→ O QUE GERAR:
Reescreva todas as linhas abaixo como uma lista numerada, deixando de fora as linhas em branco.

(Itens de identificação de localização)
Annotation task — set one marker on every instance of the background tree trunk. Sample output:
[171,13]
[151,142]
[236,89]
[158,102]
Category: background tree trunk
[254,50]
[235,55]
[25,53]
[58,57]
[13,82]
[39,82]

→ SAÍDA:
1. Annotation task — set one marker on every instance of the background tree trunk. Sample output:
2. [171,13]
3. [151,142]
4. [236,89]
5. [158,102]
6. Category: background tree trunk
7. [254,50]
8. [235,55]
9. [25,53]
10. [58,57]
11. [13,82]
12. [39,82]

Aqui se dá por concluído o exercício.